§ PASSAGE SHOWN:
David Stack -- Chief Executive Officer and Chairman

Thanks guys.


Your next question comes from the line of Tim Chiang with Northland Securities.

Tim Chiang -- Northland Securities -- Analyst

Hi, thanks, Dave, you talked a little bit about just some of the rebound numbers recently. Could you talk a little bit about just geographies in the U.S.? Where do you see elective surgeries coming back first? And sort of obviously, we're looking for a stabilization and then a recovery. Can you talk a little bit about how much of the pent-up demand you'll see come back in the fourth quarter and even maybe in the third quarter?

David Stack -- Chief Executive Officer and Chairman

Yes. And it is very much state-specific today, Tim. Thanks for the question, by the way. If you I mean, we get daily sales. So it's really a great tool to be able to get sales for last night this morning. And the states that are heavy ASC are the states that we tried to outline in the script. Florida, Texas, Georgia, California, our states that have a lot of ASCs. And when you look at the daily sales, you would see that we are that our the sales numbers that I called out in the script are heavily reliant on those markets. You would also see, Tim, and this is probably the nature of your question, that there are also other heavy ASC states like New Jersey.

§ YOUR TASK:
Can you copy the earnings call transcript above word for word, from "Your next question" up to and including "the third quarter?"?

§ SUPPLIED RECORDS:
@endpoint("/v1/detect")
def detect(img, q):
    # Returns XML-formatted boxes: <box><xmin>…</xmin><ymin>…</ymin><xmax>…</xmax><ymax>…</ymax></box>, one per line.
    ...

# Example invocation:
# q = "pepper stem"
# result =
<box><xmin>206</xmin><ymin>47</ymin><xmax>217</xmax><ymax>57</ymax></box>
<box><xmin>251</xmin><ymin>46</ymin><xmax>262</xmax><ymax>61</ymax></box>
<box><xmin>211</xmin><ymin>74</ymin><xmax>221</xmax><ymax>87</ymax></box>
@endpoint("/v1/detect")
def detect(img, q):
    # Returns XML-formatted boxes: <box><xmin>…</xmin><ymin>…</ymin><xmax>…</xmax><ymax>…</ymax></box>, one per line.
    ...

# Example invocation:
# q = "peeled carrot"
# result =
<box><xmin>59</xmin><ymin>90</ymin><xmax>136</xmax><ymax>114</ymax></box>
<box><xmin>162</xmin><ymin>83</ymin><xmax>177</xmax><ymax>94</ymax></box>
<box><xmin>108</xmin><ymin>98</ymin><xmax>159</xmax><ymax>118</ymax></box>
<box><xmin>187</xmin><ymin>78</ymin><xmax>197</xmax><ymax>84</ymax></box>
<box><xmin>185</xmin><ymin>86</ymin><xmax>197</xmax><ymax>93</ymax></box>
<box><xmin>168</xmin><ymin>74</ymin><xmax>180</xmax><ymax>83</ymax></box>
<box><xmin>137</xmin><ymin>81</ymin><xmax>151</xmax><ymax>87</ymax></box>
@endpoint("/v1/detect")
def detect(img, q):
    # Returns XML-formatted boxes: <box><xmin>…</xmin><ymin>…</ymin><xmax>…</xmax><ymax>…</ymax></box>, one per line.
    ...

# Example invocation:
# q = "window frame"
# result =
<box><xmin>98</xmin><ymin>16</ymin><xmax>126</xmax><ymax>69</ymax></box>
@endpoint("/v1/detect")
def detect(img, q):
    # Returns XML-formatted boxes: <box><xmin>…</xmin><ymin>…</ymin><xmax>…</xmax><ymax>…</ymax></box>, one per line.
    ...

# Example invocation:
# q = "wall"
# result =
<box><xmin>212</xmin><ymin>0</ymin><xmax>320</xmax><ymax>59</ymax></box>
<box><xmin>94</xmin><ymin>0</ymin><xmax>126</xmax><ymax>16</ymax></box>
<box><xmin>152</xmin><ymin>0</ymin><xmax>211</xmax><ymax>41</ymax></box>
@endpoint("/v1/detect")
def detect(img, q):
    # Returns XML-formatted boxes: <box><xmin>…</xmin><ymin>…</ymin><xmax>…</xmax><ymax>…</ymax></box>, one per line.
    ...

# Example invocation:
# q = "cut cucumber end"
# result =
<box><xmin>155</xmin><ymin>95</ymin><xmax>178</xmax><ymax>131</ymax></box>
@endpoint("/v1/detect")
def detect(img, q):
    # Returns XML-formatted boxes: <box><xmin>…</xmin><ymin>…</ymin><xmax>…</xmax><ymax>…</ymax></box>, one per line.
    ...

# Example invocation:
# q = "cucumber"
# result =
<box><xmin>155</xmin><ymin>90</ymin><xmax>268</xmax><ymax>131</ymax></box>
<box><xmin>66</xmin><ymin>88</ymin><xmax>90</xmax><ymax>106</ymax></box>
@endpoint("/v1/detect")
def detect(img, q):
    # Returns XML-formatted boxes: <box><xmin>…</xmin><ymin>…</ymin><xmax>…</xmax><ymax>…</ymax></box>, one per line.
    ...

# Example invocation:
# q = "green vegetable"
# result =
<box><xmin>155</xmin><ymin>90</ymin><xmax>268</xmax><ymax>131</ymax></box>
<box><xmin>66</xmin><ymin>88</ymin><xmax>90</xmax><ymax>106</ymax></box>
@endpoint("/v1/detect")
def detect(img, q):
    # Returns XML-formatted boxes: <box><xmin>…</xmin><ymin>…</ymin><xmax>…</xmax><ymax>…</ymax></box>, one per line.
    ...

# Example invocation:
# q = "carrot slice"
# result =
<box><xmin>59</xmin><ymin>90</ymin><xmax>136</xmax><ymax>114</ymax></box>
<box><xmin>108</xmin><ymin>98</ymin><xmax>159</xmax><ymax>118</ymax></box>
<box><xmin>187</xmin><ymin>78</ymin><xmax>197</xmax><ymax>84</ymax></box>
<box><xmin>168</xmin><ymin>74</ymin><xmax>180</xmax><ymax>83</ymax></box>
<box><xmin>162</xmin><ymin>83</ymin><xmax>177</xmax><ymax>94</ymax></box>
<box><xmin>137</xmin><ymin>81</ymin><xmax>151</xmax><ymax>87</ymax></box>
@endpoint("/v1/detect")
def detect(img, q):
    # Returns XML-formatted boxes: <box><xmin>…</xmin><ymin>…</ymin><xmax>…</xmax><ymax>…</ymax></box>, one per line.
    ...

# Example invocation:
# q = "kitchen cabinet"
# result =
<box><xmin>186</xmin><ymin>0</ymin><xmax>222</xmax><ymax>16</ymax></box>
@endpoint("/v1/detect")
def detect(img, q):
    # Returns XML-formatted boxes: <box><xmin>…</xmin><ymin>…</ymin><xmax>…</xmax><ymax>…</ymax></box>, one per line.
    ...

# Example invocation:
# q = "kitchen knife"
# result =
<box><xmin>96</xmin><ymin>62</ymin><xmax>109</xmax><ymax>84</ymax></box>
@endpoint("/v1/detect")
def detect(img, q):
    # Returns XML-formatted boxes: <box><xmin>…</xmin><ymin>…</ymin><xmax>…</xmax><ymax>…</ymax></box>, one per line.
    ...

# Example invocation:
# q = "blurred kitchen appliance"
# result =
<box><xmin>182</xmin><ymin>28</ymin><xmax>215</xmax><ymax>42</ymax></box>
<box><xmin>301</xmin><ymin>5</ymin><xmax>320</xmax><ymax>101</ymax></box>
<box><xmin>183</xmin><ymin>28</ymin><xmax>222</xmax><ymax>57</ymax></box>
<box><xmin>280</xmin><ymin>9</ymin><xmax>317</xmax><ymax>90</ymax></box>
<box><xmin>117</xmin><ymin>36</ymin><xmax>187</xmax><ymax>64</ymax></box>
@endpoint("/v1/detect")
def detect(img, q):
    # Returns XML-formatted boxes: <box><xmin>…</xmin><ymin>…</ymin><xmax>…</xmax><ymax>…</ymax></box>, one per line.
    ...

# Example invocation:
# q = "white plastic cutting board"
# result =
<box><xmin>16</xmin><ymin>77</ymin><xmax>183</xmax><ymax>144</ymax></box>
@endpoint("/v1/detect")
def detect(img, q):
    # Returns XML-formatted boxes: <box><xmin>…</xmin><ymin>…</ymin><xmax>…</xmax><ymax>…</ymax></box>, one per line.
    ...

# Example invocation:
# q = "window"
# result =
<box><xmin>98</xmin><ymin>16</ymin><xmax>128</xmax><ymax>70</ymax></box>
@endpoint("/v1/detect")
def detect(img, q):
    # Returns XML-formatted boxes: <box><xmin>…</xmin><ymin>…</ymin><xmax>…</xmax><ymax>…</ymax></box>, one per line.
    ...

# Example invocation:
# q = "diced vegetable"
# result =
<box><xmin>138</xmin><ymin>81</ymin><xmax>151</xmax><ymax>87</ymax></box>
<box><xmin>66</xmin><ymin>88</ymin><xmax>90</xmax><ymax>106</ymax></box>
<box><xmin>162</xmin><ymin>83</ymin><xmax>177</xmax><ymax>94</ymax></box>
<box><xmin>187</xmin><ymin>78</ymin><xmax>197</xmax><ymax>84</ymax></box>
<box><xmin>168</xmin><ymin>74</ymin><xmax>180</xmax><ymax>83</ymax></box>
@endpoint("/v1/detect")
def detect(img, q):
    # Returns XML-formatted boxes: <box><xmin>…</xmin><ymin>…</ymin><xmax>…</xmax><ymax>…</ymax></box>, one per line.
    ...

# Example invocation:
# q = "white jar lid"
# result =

§ COMPLETED TASK:
Your next question comes from the line of Tim Chiang with Northland Securities.

Tim Chiang -- Northland Securities -- Analyst

Hi, thanks, Dave, you talked a little bit about just some of the rebound numbers recently. Could you talk a little bit about just geographies in the U.S.? Where do you see elective surgeries coming back first? And sort of obviously, we're looking for a stabilization and then a recovery. Can you talk a little bit about how much of the pent-up demand you'll see come back in the fourth quarter and even maybe in the third quarter?